Show every line of the items below that contains the string "girl", copying each such line in full. Treat uppercase and lowercase letters as distinct when matching.

* **Listed entries**
--- BEGIN ---
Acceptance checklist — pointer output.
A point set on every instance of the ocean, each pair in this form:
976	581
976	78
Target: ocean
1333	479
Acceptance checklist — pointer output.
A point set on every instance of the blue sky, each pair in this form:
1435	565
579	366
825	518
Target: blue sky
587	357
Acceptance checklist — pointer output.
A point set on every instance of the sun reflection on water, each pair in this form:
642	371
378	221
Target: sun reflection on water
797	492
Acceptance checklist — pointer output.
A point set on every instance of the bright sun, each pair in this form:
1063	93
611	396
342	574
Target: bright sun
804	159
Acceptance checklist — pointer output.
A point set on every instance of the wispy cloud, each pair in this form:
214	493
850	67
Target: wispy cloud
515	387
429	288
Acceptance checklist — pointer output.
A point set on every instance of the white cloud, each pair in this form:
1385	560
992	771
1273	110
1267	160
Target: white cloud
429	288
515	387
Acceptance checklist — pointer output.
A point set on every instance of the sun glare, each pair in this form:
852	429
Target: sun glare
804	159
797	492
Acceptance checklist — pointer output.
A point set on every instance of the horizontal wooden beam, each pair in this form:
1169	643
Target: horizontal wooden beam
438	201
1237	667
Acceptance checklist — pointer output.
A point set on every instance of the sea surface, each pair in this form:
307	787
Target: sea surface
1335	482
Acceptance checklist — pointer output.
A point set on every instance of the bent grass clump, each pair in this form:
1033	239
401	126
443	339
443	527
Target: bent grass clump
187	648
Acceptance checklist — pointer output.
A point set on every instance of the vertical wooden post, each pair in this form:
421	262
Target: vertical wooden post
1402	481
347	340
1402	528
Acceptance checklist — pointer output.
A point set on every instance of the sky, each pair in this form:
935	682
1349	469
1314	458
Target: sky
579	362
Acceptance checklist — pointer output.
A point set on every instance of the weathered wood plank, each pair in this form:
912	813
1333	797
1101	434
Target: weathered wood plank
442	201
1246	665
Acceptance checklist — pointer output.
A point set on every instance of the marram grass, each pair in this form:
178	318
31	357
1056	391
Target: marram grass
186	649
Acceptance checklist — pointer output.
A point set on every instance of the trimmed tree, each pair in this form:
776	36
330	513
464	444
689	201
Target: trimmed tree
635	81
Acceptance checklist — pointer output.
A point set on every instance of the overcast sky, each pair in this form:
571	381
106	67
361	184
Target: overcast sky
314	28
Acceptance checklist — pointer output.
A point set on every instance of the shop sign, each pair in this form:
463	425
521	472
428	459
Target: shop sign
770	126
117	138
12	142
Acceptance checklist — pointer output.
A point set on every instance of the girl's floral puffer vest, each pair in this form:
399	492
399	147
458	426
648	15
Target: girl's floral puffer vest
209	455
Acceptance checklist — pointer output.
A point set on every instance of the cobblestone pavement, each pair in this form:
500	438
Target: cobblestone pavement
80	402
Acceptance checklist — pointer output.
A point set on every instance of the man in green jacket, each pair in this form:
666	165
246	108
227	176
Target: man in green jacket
--- END ---
* **Written solution**
A point set on every instance of the girl's floral puffer vest, each pair in this form:
Target: girl's floral puffer vest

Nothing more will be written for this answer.